• [Request]:
Locate the line that contains "Phrase: cauliflower head" in the entries below. Retype it and all following lines through the final one, character for character.

• [Exercise inputs]:

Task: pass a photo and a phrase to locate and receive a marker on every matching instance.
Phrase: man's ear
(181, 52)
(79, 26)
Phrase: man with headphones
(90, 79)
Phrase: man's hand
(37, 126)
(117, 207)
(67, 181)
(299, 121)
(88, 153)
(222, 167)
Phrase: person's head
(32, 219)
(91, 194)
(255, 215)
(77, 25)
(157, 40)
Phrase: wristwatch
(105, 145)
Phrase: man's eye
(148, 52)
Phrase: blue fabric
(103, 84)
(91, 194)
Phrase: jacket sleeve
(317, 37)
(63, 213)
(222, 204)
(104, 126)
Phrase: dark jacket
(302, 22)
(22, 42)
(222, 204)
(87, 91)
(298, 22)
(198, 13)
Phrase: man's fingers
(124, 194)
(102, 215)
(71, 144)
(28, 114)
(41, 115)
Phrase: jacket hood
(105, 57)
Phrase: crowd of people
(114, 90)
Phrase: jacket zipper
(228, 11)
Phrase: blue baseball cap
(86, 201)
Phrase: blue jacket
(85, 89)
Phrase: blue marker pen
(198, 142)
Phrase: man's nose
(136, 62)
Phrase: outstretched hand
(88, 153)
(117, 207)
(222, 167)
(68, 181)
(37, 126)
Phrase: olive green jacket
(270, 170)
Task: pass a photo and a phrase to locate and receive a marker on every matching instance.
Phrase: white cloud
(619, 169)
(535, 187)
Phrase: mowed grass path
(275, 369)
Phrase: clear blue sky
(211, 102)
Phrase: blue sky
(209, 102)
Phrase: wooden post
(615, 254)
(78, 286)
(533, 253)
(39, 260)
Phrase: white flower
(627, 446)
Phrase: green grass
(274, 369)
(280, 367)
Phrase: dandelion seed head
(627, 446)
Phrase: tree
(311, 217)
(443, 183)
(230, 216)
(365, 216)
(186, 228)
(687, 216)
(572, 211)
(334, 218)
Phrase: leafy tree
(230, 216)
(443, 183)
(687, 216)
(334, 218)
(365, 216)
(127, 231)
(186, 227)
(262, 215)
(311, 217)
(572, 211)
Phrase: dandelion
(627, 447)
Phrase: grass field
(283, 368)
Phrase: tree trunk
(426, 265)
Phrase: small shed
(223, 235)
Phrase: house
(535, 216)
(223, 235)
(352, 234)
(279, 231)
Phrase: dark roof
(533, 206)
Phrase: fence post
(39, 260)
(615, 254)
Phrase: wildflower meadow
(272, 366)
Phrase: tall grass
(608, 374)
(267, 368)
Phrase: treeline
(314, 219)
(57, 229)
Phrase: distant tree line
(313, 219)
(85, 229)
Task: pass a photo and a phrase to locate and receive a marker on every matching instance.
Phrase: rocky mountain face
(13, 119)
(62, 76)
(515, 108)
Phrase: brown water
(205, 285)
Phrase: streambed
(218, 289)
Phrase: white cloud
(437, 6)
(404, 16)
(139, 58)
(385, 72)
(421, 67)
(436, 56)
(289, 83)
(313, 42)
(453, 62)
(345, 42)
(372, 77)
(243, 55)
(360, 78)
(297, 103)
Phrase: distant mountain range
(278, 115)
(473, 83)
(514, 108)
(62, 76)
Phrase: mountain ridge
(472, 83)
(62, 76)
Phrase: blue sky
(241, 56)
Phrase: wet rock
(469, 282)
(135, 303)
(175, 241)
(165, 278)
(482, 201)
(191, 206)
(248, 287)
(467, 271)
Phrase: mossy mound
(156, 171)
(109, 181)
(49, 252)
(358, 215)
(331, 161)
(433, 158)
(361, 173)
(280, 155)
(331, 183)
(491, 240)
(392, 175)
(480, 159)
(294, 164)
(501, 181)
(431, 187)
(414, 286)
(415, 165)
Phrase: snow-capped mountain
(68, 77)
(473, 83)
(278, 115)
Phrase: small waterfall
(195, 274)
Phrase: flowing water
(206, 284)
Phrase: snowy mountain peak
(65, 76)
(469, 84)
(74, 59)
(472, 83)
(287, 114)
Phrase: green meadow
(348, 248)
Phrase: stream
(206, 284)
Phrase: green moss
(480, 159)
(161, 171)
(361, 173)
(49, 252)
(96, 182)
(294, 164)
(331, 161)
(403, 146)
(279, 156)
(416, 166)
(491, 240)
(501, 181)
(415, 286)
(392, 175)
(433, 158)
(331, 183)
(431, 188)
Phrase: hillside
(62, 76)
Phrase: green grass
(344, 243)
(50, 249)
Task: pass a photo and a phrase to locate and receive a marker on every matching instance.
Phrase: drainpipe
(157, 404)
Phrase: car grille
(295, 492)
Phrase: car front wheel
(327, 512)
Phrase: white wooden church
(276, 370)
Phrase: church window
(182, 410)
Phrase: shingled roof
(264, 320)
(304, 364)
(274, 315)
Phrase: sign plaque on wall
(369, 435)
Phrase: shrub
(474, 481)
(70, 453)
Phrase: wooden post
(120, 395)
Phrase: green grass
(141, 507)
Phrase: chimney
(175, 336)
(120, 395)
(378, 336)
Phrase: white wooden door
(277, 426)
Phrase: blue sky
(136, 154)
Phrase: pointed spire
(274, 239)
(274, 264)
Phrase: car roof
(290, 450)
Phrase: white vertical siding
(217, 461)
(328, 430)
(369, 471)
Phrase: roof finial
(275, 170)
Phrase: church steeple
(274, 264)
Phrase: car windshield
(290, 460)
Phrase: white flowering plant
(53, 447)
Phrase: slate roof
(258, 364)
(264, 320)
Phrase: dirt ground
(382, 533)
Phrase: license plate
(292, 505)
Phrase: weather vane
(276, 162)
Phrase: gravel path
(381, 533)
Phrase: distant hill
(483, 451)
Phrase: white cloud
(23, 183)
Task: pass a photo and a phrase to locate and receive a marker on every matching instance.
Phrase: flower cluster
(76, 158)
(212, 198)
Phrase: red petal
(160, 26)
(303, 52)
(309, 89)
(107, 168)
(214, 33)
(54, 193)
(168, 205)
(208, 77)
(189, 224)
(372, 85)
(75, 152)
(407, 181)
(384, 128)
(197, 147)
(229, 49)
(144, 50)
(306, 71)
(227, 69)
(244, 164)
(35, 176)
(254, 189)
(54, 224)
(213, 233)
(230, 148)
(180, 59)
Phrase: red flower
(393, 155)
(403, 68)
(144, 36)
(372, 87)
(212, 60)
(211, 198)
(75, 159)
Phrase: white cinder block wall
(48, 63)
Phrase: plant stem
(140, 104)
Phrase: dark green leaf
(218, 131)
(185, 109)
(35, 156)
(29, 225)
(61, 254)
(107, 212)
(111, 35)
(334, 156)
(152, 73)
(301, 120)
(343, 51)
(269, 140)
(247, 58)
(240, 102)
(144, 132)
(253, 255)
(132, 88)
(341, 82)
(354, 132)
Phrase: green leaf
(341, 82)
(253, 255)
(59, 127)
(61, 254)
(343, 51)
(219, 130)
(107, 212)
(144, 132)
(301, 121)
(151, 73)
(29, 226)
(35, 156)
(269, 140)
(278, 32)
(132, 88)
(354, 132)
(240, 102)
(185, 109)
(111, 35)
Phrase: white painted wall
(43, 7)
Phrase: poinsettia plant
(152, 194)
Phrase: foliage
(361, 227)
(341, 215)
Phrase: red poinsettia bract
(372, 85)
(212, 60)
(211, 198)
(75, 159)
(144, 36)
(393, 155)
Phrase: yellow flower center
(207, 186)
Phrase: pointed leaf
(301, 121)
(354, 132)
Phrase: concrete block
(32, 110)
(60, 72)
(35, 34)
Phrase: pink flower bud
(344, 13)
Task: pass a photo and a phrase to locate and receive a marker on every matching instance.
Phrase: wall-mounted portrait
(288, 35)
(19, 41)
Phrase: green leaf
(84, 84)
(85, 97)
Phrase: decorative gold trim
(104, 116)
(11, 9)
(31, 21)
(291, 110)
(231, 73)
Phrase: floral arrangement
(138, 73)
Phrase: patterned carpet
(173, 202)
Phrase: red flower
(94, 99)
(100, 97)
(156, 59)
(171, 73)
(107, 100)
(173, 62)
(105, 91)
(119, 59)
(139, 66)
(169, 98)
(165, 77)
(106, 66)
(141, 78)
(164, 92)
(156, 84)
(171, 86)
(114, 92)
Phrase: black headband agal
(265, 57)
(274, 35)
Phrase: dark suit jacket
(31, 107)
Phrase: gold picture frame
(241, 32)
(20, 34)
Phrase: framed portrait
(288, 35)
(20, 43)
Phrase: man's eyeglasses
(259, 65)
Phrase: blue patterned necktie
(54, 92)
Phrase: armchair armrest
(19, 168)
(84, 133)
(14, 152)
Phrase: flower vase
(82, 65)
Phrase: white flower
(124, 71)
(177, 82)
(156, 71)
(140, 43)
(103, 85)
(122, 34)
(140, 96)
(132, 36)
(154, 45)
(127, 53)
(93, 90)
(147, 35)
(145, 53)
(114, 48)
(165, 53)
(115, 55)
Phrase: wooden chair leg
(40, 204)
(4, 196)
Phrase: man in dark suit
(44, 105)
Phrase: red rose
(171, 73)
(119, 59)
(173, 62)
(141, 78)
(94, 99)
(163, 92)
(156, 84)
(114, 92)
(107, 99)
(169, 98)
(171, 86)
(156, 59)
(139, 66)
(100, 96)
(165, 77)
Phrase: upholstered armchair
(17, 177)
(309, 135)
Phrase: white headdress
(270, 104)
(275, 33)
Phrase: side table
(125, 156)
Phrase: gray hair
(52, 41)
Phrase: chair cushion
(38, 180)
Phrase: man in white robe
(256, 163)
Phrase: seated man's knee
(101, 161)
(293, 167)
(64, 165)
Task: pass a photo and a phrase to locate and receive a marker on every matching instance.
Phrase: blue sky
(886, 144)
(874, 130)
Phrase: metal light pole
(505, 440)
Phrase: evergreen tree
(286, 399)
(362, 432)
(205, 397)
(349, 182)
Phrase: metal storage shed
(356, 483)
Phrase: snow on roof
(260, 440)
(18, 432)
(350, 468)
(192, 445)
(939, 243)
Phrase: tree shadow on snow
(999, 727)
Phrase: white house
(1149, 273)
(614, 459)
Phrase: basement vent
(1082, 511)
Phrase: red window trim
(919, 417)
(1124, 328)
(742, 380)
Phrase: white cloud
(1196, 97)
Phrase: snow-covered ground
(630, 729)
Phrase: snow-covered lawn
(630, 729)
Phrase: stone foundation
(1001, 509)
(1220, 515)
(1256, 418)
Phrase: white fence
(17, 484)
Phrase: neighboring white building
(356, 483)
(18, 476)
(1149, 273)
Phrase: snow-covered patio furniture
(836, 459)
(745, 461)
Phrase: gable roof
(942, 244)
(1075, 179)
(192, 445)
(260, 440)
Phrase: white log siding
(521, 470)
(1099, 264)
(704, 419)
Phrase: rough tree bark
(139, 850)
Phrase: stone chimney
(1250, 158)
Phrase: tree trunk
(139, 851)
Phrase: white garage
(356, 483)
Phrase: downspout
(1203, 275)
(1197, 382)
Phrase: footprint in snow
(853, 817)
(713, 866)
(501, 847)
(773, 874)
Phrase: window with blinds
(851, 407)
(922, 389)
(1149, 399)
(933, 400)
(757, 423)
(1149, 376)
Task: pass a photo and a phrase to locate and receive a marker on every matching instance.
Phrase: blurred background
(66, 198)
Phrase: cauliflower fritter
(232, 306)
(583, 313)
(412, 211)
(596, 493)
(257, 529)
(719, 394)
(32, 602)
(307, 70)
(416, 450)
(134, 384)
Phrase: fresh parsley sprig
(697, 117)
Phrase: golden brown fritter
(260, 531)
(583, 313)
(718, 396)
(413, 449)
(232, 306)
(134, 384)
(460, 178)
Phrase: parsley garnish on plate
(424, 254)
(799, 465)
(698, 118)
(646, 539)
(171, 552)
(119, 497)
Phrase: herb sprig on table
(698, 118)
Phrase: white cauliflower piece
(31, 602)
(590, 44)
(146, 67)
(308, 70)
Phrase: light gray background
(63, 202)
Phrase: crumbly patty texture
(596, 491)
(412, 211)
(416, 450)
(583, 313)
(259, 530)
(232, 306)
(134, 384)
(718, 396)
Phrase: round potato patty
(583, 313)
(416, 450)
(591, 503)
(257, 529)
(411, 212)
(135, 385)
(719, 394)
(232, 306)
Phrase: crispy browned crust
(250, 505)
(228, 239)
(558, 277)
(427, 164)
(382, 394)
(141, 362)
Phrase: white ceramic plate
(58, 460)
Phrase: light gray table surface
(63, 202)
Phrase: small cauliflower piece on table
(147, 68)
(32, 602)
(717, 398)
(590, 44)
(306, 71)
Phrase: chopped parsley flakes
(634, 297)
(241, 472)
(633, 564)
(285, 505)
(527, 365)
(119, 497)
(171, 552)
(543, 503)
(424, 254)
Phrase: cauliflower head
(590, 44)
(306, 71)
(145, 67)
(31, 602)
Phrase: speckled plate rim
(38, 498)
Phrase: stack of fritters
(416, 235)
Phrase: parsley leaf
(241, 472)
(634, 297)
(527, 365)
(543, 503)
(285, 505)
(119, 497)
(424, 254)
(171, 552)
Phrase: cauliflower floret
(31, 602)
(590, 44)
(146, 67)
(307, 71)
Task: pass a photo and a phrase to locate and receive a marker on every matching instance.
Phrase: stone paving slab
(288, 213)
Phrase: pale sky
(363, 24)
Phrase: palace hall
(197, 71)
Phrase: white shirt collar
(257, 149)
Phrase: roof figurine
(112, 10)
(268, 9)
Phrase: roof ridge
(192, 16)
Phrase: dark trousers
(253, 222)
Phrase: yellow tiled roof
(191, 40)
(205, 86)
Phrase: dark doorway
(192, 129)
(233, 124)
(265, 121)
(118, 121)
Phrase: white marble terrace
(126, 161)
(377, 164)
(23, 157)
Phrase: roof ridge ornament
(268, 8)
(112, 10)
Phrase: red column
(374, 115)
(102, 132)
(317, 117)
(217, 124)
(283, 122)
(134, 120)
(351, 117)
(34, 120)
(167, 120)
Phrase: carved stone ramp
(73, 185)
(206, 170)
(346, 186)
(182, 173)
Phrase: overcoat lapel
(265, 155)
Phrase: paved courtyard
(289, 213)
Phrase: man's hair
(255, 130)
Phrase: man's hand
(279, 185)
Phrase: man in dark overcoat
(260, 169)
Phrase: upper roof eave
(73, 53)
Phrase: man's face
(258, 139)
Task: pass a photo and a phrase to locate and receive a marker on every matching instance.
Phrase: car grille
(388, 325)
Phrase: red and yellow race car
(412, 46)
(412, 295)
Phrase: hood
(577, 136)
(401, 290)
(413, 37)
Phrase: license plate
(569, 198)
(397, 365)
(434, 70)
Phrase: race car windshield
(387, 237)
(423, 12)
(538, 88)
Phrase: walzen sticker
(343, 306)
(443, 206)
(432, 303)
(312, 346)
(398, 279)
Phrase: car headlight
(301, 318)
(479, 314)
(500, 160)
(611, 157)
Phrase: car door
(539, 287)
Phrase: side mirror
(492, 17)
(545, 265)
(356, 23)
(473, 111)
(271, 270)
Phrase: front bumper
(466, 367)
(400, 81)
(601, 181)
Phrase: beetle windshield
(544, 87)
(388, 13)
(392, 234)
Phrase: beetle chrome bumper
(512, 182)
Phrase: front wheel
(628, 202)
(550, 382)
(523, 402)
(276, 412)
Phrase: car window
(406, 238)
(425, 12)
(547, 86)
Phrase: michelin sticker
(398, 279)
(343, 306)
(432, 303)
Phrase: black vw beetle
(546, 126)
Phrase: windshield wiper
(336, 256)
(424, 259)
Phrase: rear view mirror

• [Exercise response]:
Phrase: cauliflower head
(590, 44)
(306, 71)
(145, 67)
(31, 602)
Phrase: speckled plate rim
(38, 498)
Phrase: stack of fritters
(416, 235)
Phrase: parsley leaf
(241, 472)
(634, 297)
(527, 365)
(543, 503)
(285, 505)
(119, 497)
(424, 254)
(171, 552)
Phrase: cauliflower floret
(31, 602)
(590, 44)
(146, 67)
(307, 71)
Task: pass a photo and a phrase to locate and receive a marker on every matching instance.
Phrase: stone paving slab
(288, 213)
Phrase: pale sky
(363, 24)
Phrase: palace hall
(197, 71)
Phrase: white shirt collar
(257, 149)
Phrase: roof figurine
(112, 10)
(268, 9)
Phrase: roof ridge
(192, 16)
Phrase: dark trousers
(253, 222)
Phrase: yellow tiled roof
(191, 40)
(205, 86)
Phrase: dark doorway
(192, 129)
(233, 124)
(265, 121)
(118, 121)
Phrase: white marble terrace
(126, 161)
(377, 164)
(23, 157)
Phrase: roof ridge ornament
(268, 8)
(112, 10)
Phrase: red column
(374, 115)
(102, 132)
(317, 117)
(217, 124)
(283, 122)
(134, 120)
(351, 117)
(34, 120)
(167, 120)
Phrase: carved stone ramp
(73, 185)
(206, 170)
(346, 186)
(182, 173)
Phrase: overcoat lapel
(265, 155)
Phrase: paved courtyard
(289, 213)
Phrase: man's hair
(255, 130)
Phrase: man's hand
(279, 185)
Phrase: man in dark overcoat
(260, 169)
Phrase: upper roof eave
(73, 53)
Phrase: man's face
(258, 139)
Task: pass a photo and a phrase to locate and receive a marker on every matching instance.
Phrase: car grille
(388, 325)
Phrase: red and yellow race car
(412, 46)
(412, 295)
Phrase: hood
(577, 136)
(401, 290)
(413, 37)
Phrase: license plate
(569, 198)
(397, 365)
(434, 70)
Phrase: race car windshield
(387, 237)
(423, 12)
(538, 88)
Phrase: walzen sticker
(343, 306)
(443, 206)
(432, 303)
(312, 346)
(398, 279)
Phrase: car headlight
(301, 318)
(479, 314)
(500, 160)
(611, 157)
Phrase: car door
(539, 287)
Phrase: side mirror
(492, 17)
(545, 265)
(356, 23)
(473, 111)
(271, 270)
Phrase: front bumper
(466, 367)
(400, 81)
(601, 181)
Phrase: beetle windshield
(544, 87)
(388, 13)
(392, 234)
Phrase: beetle chrome bumper
(512, 182)
Phrase: front wheel
(628, 202)
(550, 382)
(523, 402)
(276, 412)
Phrase: car window
(406, 238)
(425, 12)
(547, 86)
Phrase: michelin sticker
(398, 279)
(343, 306)
(432, 303)
Phrase: black vw beetle
(546, 126)
Phrase: windshield wiper
(336, 256)
(424, 259)
Phrase: rear view mirror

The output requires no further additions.